**Exercise objective**
All of the data that follows should be retyped exactly, please, except the pictures.

**Records for the task**
Start

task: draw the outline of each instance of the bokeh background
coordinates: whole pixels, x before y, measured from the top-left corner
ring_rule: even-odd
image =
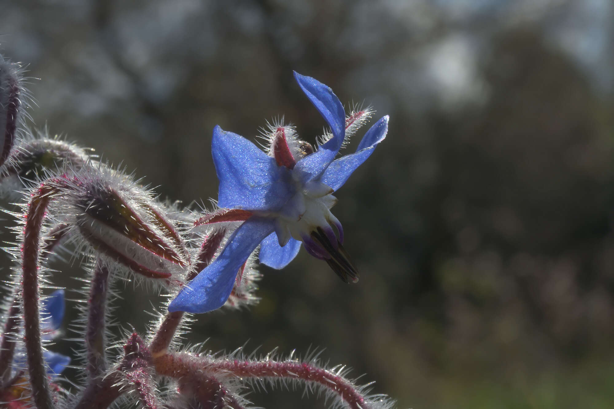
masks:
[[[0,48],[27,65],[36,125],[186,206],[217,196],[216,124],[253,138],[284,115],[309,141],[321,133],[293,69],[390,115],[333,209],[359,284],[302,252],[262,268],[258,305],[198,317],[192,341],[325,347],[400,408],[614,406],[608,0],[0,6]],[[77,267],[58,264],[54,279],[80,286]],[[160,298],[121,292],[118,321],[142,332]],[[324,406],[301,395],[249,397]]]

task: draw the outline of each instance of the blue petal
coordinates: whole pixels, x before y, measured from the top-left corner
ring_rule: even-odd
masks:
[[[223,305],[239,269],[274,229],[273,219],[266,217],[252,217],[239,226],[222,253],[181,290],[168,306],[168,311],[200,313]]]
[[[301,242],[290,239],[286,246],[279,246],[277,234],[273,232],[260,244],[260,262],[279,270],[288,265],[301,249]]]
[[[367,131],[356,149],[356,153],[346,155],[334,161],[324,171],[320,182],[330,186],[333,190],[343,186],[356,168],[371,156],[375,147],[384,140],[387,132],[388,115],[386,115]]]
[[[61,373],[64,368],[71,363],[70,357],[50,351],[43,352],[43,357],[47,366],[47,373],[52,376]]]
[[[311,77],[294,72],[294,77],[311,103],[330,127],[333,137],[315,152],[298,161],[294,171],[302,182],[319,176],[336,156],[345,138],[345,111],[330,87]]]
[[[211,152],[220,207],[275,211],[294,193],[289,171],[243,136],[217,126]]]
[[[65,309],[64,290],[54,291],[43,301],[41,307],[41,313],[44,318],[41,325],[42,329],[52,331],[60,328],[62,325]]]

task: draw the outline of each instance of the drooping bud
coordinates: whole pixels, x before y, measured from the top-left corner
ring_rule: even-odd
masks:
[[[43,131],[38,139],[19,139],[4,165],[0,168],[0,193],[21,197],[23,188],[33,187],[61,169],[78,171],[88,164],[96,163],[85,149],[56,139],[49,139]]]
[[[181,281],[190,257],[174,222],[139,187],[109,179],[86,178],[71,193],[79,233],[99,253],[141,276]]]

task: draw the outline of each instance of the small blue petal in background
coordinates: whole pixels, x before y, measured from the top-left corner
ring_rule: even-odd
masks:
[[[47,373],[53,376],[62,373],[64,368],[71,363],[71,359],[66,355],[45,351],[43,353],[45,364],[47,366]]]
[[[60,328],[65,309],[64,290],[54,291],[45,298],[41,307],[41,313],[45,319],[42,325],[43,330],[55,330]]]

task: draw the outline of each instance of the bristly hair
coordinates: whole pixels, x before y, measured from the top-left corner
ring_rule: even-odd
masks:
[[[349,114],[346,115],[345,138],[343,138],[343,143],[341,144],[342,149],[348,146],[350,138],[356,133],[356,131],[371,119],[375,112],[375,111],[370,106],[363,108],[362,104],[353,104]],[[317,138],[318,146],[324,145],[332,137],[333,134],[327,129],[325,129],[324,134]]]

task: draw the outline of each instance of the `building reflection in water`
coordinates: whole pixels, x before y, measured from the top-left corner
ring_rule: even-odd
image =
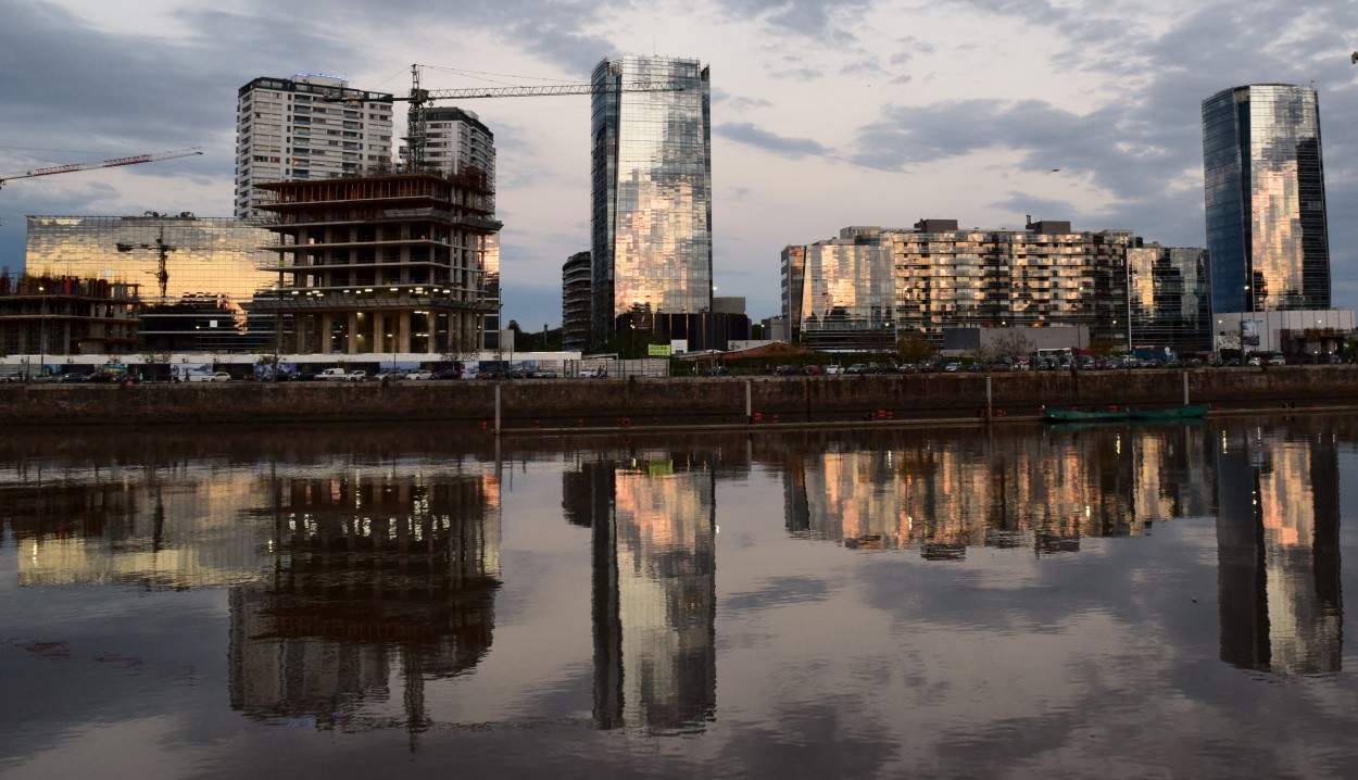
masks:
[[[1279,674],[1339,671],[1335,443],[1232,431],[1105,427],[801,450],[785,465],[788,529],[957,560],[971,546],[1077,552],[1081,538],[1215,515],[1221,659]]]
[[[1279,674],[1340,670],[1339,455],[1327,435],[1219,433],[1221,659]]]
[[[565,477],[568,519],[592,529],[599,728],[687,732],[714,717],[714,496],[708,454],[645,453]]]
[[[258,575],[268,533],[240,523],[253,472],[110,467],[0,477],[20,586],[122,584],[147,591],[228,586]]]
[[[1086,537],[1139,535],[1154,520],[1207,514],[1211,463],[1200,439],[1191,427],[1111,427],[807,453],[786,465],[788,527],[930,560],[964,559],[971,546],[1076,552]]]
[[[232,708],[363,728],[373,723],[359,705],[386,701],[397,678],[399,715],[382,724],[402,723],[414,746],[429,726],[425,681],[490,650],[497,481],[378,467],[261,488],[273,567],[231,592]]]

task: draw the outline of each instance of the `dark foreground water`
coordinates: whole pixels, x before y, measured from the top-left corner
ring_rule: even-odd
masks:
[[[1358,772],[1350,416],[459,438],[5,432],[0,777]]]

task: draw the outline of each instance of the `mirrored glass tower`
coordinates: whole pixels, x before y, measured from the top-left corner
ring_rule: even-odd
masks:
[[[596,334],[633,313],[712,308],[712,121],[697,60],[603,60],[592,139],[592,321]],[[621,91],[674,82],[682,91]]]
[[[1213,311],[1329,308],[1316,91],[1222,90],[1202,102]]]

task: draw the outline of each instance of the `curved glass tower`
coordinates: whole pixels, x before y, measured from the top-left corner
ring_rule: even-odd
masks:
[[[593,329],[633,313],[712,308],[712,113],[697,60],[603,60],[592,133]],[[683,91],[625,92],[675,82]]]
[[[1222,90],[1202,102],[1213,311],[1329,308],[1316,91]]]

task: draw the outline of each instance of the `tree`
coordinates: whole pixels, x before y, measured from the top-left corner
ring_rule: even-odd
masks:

End

**Completed task**
task: draw the outline of each instance of the bokeh background
coordinates: whole pixels, x before y, measured from the top-left corner
ring_rule: even-odd
image =
masks:
[[[0,48],[27,65],[36,125],[186,206],[217,196],[216,124],[253,138],[284,115],[309,141],[321,133],[293,69],[390,115],[333,209],[359,284],[302,252],[262,268],[258,305],[198,317],[192,341],[325,347],[400,408],[614,406],[608,0],[0,6]],[[77,267],[58,264],[54,279],[80,286]],[[160,298],[121,292],[118,321],[142,332]],[[324,406],[301,395],[249,397]]]

task: draw the outline of each instance of the blue petal
coordinates: whole pixels, x before y, measured from the top-left corner
ring_rule: even-odd
masks:
[[[223,305],[239,269],[274,229],[273,219],[266,217],[252,217],[239,226],[222,253],[181,290],[168,306],[168,311],[200,313]]]
[[[301,242],[290,239],[286,246],[279,246],[277,234],[273,232],[260,244],[260,262],[279,270],[288,265],[301,249]]]
[[[367,131],[356,149],[356,153],[346,155],[334,161],[324,171],[320,182],[330,186],[333,190],[343,186],[356,168],[371,156],[375,147],[384,140],[387,132],[388,115],[386,115]]]
[[[61,373],[64,368],[71,363],[70,357],[50,351],[43,352],[43,357],[47,366],[47,373],[52,376]]]
[[[311,77],[294,72],[294,77],[311,103],[330,127],[333,137],[315,152],[298,161],[294,171],[302,182],[319,176],[336,156],[345,138],[345,111],[330,87]]]
[[[211,152],[220,207],[275,211],[294,193],[289,171],[243,136],[217,126]]]
[[[65,309],[64,290],[54,291],[43,301],[41,307],[41,313],[44,318],[41,325],[42,329],[52,331],[60,328],[62,325]]]

task: draw the outline of each instance of the drooping bud
coordinates: whole pixels, x before y, measured from the top-left corner
ring_rule: even-odd
masks:
[[[43,131],[38,139],[19,139],[4,165],[0,168],[0,193],[21,197],[23,188],[33,187],[61,169],[78,171],[88,164],[96,163],[85,149],[56,139],[49,139]]]
[[[181,281],[190,257],[174,222],[139,187],[109,179],[86,178],[71,193],[79,233],[99,253],[141,276]]]

task: draw the outline of each instance of the small blue petal in background
coordinates: whole pixels, x before y, measured from the top-left corner
ring_rule: even-odd
masks:
[[[47,373],[53,376],[62,373],[64,368],[71,363],[71,359],[66,355],[45,351],[43,353],[45,364],[47,366]]]
[[[60,328],[65,309],[64,290],[54,291],[45,298],[41,307],[41,313],[45,319],[42,325],[43,330],[55,330]]]

task: draw the outline of each instance of the bristly hair
coordinates: whole pixels, x before y, measured from the top-left corner
ring_rule: even-odd
masks:
[[[349,114],[346,115],[345,138],[343,138],[343,143],[341,144],[342,149],[348,146],[350,138],[356,133],[356,131],[371,119],[375,112],[375,111],[370,106],[363,108],[362,104],[353,104]],[[317,138],[318,146],[324,145],[332,137],[333,134],[327,129],[325,129],[324,134]]]

task: draw the outline of each instance of the `building reflection in water`
coordinates: whole pixels, x before y, measured from the top-left corner
ring_rule: even-odd
image =
masks:
[[[1279,674],[1339,671],[1335,443],[1232,431],[1105,427],[801,450],[785,465],[788,529],[957,560],[971,546],[1077,552],[1081,538],[1215,515],[1221,659]]]
[[[1279,674],[1340,670],[1339,455],[1327,435],[1219,433],[1221,659]]]
[[[565,477],[568,519],[592,529],[599,728],[687,732],[714,717],[714,496],[708,454],[645,453]]]
[[[258,575],[268,533],[240,523],[253,472],[110,467],[0,477],[20,586],[122,584],[147,591],[228,586]]]
[[[1086,537],[1139,535],[1154,520],[1207,514],[1211,463],[1200,439],[1191,427],[1111,427],[807,453],[786,465],[788,527],[930,560],[964,559],[971,546],[1076,552]]]
[[[232,708],[363,728],[373,723],[359,705],[386,701],[397,678],[399,715],[382,724],[402,723],[414,746],[429,726],[425,681],[490,650],[497,481],[378,467],[261,488],[273,567],[231,592]]]

task: draw the outline of each instance of the `dark foreground water`
coordinates: whole pixels, x before y, measured from the top-left corner
ring_rule: even-odd
masks:
[[[1358,772],[1350,416],[459,438],[5,432],[0,777]]]

task: draw the outline of each instance of the `mirrored glass tower`
coordinates: whole pixels, x before y, measured from the top-left corner
ring_rule: even-odd
masks:
[[[596,334],[633,313],[712,308],[712,121],[697,60],[603,60],[592,139],[592,321]],[[621,91],[674,82],[682,91]]]
[[[1213,311],[1329,308],[1316,91],[1222,90],[1202,102]]]

task: draw the outline of each instance of the `curved glass tower`
coordinates: whole pixels, x before y, measured from the top-left corner
ring_rule: even-odd
masks:
[[[593,329],[633,313],[712,308],[712,113],[697,60],[603,60],[592,133]],[[683,91],[625,92],[675,82]]]
[[[1222,90],[1202,102],[1213,311],[1329,308],[1316,91]]]

task: draw the outline of each instance of the `tree`
coordinates: whole pixels, x before y, measured from the top-left corner
ring_rule: even-odd
masks:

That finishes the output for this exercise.